### Assignment 1
In the column on Boris Johnson, how were Nicolae Ceaușescu and his wife put to death?
### Assignment 2
Write out the column on Boris Johnson from "By David Osland" up to and including "National Salvation Front.".
### Assignment 3
Name each crowd or audience that the column on Boris Johnson reports turning against him.

### Document passage

++++++

By David Osland
Three days before Christmas in 1989, the Romanian state bussed citizens into the main square in central Bucharest to applaud a speech from the country’s viciously surreal Stalinist dictator.
Eight minutes into Nicolae Ceaușescu’s oration, the crowd began to boo. The Romanian revolution was underway.
The following day, Ceaușescu and his wife fled the presidential palace by helicopter. By Christmas Day itself they were dead, executed by firing squad after a trial by a self-styled National Salvation Front.
Thirty-two years later to the week, I was reminded of the incident by reports that hundreds of spectators at the World Darts Championship at Ally Pally took time out from cheering on the players to break into impromptu chants of ‘Stand up if you hate Boris!’
As far as I understand darts culture – which admittedly is not very much at all – this is exactly the kind of blokey beery audience to which Britain’s prime minister is said to appeal. If he’s losing these people, he’s losing the country.
The wound may not prove fatal. The ready parallel that springs immediately to mind is the slow handclap accorded to Tony Blair at the Women’s Institute conference in 2000, and Blair survived that.
But there are also reports of similar spontaneous venom among football crowds and even pilled-up clubbers. The national mood appears to be changing.
There comes a point at which politicians go from being merely unpopular to being utterly toxic to their party’s fortunes. And with the partygate scandal clearly cutting through to the public, Boris Johnson may finally have met his Ceaușescu moment.
That will have obvious consequences for our politics in 2022. Many rightwing commentators, and even senior Tories, openly speculate that a poor showing at the local elections in May would spark a leadership challenge that Johnson would be likely to lose.
I have known kids I hung around with as a teenage punk go on to find major league rock stardom, activists from my Labour Students days reach ministerial rank under New Labour, junior reporters on publications I have worked on over the decades become famous and admired journalists.
My observation would be that adulation changes people, perhaps fostering a sense of personal invincibility.
Only Jeremy Corbyn has been an exception to this rule. The outbreak of Jezza Mania in 2015 hugely amused those who knew him as abackbencher, but he somehow managed to remain grounded, both then and through everything that has happened since.

++++++

### Data extracts
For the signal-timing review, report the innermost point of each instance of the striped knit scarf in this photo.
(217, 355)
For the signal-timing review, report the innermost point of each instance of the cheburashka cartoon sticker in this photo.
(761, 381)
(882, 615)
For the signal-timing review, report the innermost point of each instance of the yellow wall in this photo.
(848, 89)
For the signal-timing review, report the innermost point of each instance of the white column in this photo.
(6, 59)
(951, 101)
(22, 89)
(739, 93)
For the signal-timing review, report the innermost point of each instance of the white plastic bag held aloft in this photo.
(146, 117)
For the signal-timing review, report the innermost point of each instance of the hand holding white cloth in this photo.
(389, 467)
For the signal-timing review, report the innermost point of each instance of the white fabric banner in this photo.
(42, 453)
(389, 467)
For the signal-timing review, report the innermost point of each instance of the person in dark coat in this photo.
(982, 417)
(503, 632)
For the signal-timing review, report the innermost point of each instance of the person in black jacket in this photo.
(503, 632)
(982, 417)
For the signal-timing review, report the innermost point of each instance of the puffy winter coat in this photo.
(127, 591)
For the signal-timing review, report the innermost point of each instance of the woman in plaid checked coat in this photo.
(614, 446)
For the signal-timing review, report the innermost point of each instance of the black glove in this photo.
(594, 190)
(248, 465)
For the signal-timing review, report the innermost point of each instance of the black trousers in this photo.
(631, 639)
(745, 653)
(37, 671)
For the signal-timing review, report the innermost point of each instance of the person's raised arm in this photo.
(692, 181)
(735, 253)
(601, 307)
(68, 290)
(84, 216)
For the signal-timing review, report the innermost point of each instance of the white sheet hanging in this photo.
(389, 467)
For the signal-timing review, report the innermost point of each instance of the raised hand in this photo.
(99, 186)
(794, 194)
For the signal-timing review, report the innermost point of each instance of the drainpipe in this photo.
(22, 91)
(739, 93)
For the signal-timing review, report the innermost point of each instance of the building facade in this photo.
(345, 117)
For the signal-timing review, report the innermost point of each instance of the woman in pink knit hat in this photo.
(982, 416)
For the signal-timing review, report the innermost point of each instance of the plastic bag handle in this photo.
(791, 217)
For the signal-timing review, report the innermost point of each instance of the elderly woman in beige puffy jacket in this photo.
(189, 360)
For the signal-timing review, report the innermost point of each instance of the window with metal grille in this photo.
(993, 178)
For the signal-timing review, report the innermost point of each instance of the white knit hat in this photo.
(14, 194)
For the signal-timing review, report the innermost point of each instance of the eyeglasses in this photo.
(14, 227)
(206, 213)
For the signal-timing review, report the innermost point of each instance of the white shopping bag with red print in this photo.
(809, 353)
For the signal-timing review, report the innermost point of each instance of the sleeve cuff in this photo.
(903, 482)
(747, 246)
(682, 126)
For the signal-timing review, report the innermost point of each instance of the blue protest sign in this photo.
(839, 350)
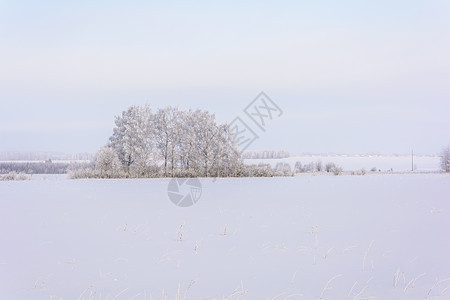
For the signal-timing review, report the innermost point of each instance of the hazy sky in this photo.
(350, 76)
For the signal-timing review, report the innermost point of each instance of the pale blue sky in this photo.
(351, 76)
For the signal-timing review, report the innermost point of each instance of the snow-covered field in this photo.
(398, 163)
(307, 237)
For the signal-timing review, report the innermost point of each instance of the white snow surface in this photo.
(383, 236)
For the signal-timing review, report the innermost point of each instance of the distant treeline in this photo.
(41, 156)
(40, 167)
(265, 154)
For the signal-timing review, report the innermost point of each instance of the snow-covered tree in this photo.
(173, 143)
(445, 159)
(133, 139)
(108, 163)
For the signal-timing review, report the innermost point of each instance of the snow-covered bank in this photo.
(397, 163)
(379, 236)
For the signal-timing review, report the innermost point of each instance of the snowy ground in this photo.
(398, 163)
(383, 236)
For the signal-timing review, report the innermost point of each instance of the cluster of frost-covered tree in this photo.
(168, 143)
(265, 154)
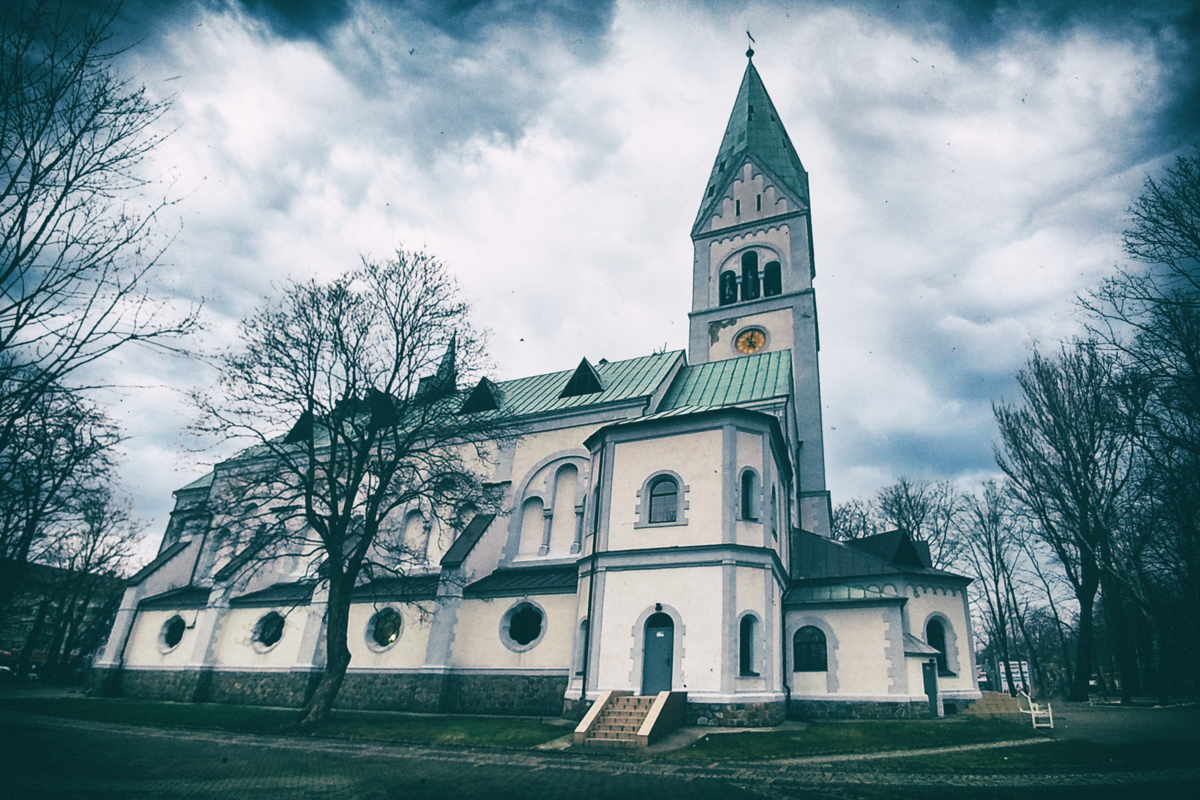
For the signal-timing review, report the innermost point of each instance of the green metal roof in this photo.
(622, 380)
(754, 130)
(733, 382)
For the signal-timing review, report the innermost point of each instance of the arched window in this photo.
(268, 631)
(750, 276)
(523, 626)
(747, 645)
(729, 288)
(383, 630)
(772, 280)
(172, 633)
(809, 650)
(664, 500)
(936, 637)
(749, 495)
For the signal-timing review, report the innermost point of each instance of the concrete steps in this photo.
(619, 722)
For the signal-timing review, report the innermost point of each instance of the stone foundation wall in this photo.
(515, 695)
(175, 685)
(430, 692)
(391, 692)
(859, 710)
(737, 715)
(281, 689)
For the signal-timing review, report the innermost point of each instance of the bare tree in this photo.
(927, 510)
(76, 247)
(91, 551)
(347, 394)
(59, 450)
(991, 549)
(855, 518)
(1067, 455)
(1149, 312)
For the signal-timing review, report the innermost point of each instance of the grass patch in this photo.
(837, 738)
(486, 732)
(1065, 756)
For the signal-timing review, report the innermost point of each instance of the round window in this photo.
(172, 633)
(383, 630)
(523, 626)
(269, 631)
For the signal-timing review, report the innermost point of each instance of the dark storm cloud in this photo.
(318, 20)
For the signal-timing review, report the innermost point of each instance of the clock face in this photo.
(750, 341)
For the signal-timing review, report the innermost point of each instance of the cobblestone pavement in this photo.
(65, 759)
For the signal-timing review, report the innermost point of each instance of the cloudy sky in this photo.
(971, 166)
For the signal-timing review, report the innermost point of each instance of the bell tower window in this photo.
(750, 276)
(729, 288)
(772, 280)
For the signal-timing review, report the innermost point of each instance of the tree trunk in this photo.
(1159, 668)
(1084, 645)
(35, 633)
(1119, 636)
(337, 656)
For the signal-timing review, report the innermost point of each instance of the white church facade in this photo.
(665, 525)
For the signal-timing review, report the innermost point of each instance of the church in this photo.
(664, 533)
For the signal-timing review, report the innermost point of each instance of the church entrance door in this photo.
(658, 657)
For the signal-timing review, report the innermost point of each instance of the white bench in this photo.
(1041, 717)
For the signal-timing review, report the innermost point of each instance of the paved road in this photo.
(60, 759)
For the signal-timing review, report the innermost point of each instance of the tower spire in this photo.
(754, 131)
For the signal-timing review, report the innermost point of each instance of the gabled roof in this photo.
(526, 581)
(179, 599)
(202, 482)
(754, 130)
(622, 380)
(733, 382)
(485, 396)
(915, 647)
(162, 558)
(241, 559)
(467, 540)
(816, 558)
(586, 380)
(895, 547)
(281, 594)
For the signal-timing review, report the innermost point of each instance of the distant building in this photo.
(665, 527)
(58, 620)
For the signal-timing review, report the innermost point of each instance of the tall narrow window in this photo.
(772, 280)
(745, 642)
(748, 495)
(750, 276)
(809, 650)
(936, 637)
(729, 287)
(664, 500)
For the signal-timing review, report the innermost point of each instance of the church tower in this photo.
(753, 272)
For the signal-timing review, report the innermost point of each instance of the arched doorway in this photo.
(658, 654)
(936, 637)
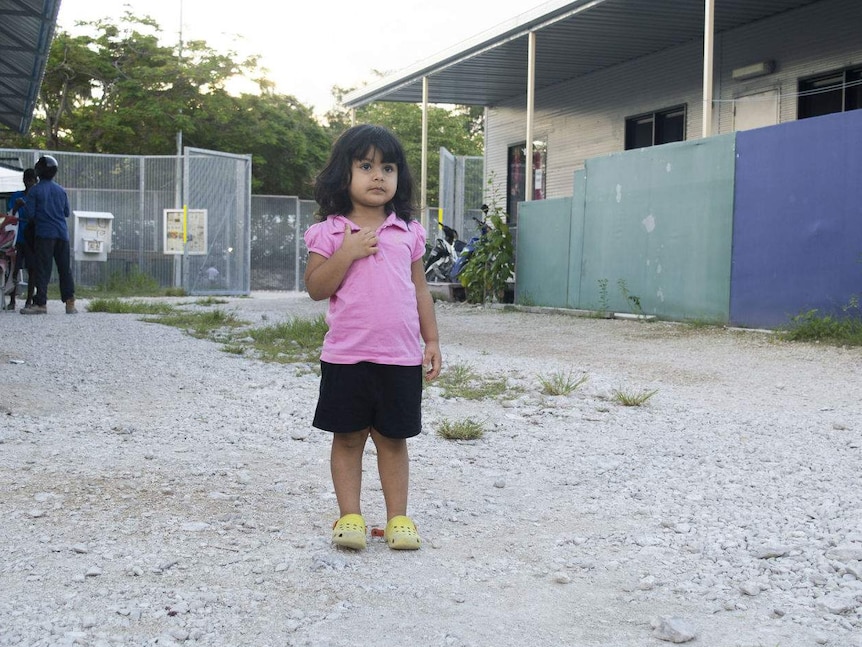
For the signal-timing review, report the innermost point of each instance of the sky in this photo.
(311, 45)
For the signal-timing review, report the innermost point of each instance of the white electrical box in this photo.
(92, 235)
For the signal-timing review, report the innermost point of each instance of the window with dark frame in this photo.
(516, 176)
(653, 128)
(838, 91)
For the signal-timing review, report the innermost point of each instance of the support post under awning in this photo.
(708, 53)
(424, 180)
(531, 104)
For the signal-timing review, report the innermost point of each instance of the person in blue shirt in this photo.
(47, 208)
(23, 245)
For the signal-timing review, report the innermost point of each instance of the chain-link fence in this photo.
(245, 242)
(461, 195)
(137, 191)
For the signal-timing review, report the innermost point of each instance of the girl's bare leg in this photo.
(393, 464)
(345, 464)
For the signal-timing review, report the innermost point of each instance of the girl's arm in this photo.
(324, 275)
(432, 358)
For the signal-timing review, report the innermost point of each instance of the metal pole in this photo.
(424, 199)
(531, 101)
(708, 36)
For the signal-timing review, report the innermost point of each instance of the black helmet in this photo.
(46, 166)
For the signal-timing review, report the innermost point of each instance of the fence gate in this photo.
(217, 190)
(461, 194)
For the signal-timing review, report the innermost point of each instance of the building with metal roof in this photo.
(570, 80)
(26, 31)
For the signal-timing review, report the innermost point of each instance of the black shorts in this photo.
(354, 397)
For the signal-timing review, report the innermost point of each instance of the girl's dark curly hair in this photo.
(359, 142)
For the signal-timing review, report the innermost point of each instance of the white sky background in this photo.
(308, 46)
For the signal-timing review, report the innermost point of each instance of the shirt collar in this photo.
(336, 223)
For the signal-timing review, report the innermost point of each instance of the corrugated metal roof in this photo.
(26, 31)
(572, 39)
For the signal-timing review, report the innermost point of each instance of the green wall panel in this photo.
(542, 262)
(576, 240)
(658, 227)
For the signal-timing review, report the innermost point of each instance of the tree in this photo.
(118, 90)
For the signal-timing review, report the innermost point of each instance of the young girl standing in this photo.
(366, 258)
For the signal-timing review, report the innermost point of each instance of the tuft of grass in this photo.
(210, 301)
(467, 429)
(632, 398)
(840, 331)
(198, 324)
(461, 381)
(135, 306)
(296, 340)
(560, 383)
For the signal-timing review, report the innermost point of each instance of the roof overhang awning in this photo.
(26, 32)
(573, 39)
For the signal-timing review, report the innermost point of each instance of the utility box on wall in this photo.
(92, 235)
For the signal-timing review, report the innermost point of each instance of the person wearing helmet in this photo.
(47, 207)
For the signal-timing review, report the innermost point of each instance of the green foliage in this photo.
(467, 429)
(117, 89)
(461, 381)
(296, 340)
(200, 324)
(813, 327)
(632, 398)
(492, 263)
(560, 383)
(135, 306)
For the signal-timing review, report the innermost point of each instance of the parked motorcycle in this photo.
(467, 250)
(443, 256)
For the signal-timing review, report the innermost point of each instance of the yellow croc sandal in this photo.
(401, 534)
(349, 531)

++++++

### Answer space 1
They were executed by firing squad.

### Answer space 2
By David Osland
Three days before Christmas in 1989, the Romanian state bussed citizens into the main square in central Bucharest to applaud a speech from the country’s viciously surreal Stalinist dictator.
Eight minutes into Nicolae Ceaușescu’s oration, the crowd began to boo. The Romanian revolution was underway.
The following day, Ceaușescu and his wife fled the presidential palace by helicopter. By Christmas Day itself they were dead, executed by firing squad after a trial by a self-styled National Salvation Front.

### Answer space 3
- Spectators at the World Darts Championship at Ally Pally
- Football crowds
- Pilled-up clubbers